Dataset records
╔══

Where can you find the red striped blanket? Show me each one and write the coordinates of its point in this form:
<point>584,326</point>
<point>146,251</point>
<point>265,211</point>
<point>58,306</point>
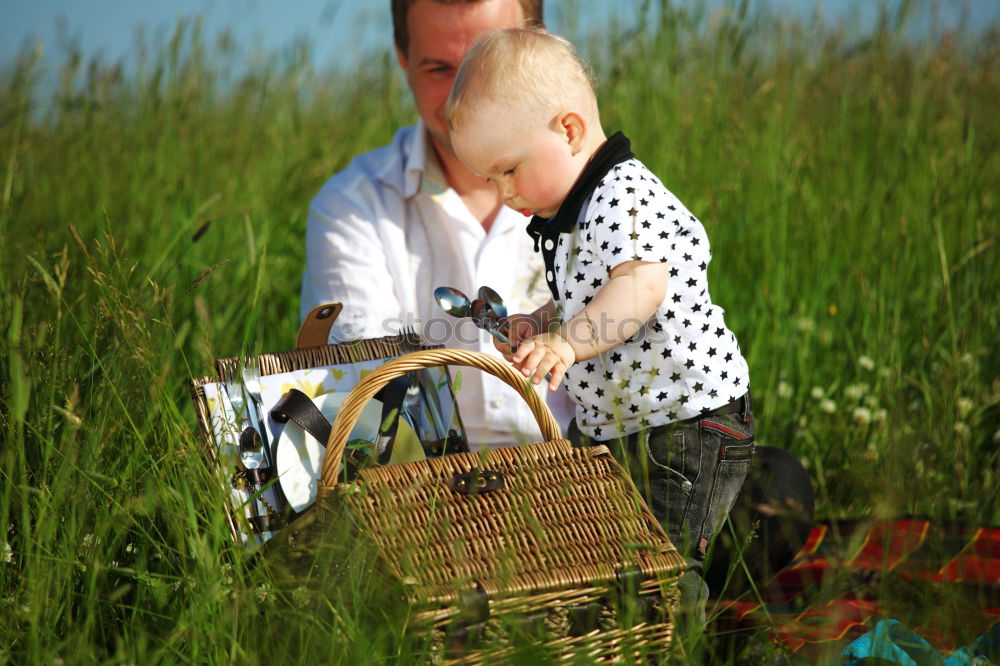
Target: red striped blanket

╚══

The task
Could the data be reproduced exactly, with the pictures omitted?

Exercise response
Where can you find the red striped blanket? Show me each one and write the coordinates of its point in this form:
<point>584,326</point>
<point>146,251</point>
<point>265,211</point>
<point>58,306</point>
Target: red striped blanket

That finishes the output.